TASK DETAILS:
Please translate this sentence from the figure legends below into Spanish: "Both solutions contained 100 μM Ca²⁺ and 100 μM Mg²⁺."

PASSAGE PROVIDED:
Figure 2. Organic cations and monovalent and divalent metal cations used in this study

Alkali earth metal ions that bind in the kainate receptor cation binding site, Magnesium and Calcium are shown as spheres with radii according to Shannon (Li, 0.59Å; Na, 1.02 Å; Cs, 1.67 Å; Mg, 0.72 Å; Ca, 1.06 Å). Tris and N-methyl-D-glucamine are drawn in CPK representation (see Methods).

Figure 3. The GluR6 M739D mutant is modulated by divalent cations

(A) Glutamate activated outward currents recorded in the same patch, in control NaCl solution, and when Na⁺ was replaced by Tris. In contrast to the near complete loss of response for wild type GluR6, the rate of onset of desensitization increased only 1.6-fold, and the peak amplitude decreased by only 30 ± 5 %. Both solutions contained 100 μM Ca²⁺ and 100 μM Mg²⁺. (B) In the same patch as in (A), when Ca²⁺ and Mg²⁺ were omitted and trace divalent cations chelated with 100 μM EDTA, the removal of divalent ions had little effect on the outward current in 150 mM NaCl, but resulted in near-total abolition of responses recorded with Tris as the external cation (6 ± 3% of control, n = 5). (C) Bar plot showing the effect of 100 μM Ca²⁺ and 100 μM Mg²⁺ (+) and EDTA (-) on slope conductance and %desensitization for responses recorded with either Na or Tris. Steady-state desensitization in Tris in the absence of divalent cations was not determined (nd) because the residual current was too small to measure. Data shown from six patches; error bars indicate SEM. (D) Consistent with channel block by divalent cations, desensitization of the M739D mutant was slower at positive potentials for responses with 100 μM Ca²⁺ and 100 μM Mg²⁺ present (Na⁺). The rates of desensitization were the same at −40mV and at +60 mV when divalent cations were chelated with EDTA (Na−). We did not observe appreciable inward currents in external Tris, and the outward current in Tris without divalent cations was too small to reliably determine the desensitization rate. Bars represent the mean ± SEM for five to eleven patches.

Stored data
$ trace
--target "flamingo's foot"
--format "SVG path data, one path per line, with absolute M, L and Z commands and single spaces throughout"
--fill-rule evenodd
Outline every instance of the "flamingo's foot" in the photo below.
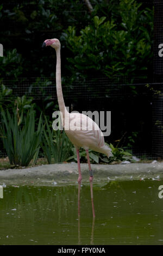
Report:
M 93 176 L 90 176 L 90 183 L 93 182 Z
M 90 172 L 90 177 L 93 177 L 93 171 L 92 170 L 89 170 L 89 172 Z
M 78 182 L 79 185 L 81 185 L 82 180 L 82 176 L 79 175 L 78 179 Z

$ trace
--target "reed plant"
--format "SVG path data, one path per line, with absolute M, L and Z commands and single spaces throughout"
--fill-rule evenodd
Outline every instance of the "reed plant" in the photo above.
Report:
M 35 111 L 32 108 L 21 116 L 18 109 L 10 114 L 1 112 L 1 137 L 10 164 L 27 166 L 33 160 L 35 164 L 40 148 L 42 125 L 41 114 L 36 129 Z

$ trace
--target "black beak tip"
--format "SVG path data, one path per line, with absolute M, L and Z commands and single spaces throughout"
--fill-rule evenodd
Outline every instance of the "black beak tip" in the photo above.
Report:
M 46 43 L 43 42 L 42 45 L 42 48 L 45 48 L 46 47 Z

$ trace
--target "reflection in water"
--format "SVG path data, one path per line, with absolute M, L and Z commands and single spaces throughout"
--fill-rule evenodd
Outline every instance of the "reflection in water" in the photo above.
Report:
M 94 228 L 95 223 L 95 217 L 92 217 L 92 231 L 91 235 L 90 245 L 94 245 L 93 243 L 93 237 L 94 237 Z M 78 216 L 78 245 L 82 245 L 80 239 L 80 216 Z
M 151 179 L 95 184 L 96 228 L 89 185 L 81 190 L 78 220 L 78 186 L 7 186 L 0 200 L 0 245 L 162 245 L 162 184 Z
M 80 239 L 80 185 L 78 185 L 78 245 L 82 245 Z M 93 207 L 93 202 L 92 203 L 92 206 Z M 93 209 L 93 208 L 92 208 Z M 93 210 L 92 210 L 93 211 Z M 92 231 L 91 235 L 90 245 L 93 245 L 93 236 L 94 236 L 94 228 L 95 223 L 95 217 L 92 217 Z

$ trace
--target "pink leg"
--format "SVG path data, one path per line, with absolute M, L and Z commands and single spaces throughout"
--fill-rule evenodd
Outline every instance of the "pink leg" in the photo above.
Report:
M 78 216 L 80 215 L 80 186 L 82 180 L 82 176 L 81 173 L 81 168 L 80 168 L 80 157 L 79 157 L 79 150 L 77 149 L 77 160 L 78 160 L 78 172 L 79 172 L 79 176 L 78 179 Z
M 95 217 L 95 208 L 94 208 L 94 203 L 93 203 L 93 176 L 92 173 L 92 170 L 91 170 L 90 157 L 89 157 L 89 151 L 87 149 L 86 150 L 87 159 L 87 163 L 89 165 L 89 172 L 90 172 L 90 187 L 91 187 L 91 202 L 92 202 L 92 214 L 93 217 Z

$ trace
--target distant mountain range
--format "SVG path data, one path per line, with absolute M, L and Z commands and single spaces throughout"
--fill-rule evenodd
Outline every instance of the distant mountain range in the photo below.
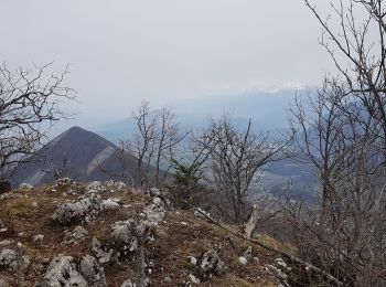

TASK OUTPUT:
Ambas soluciones contenían 100 μM de Ca²⁺ y 100 μM de Mg²⁺.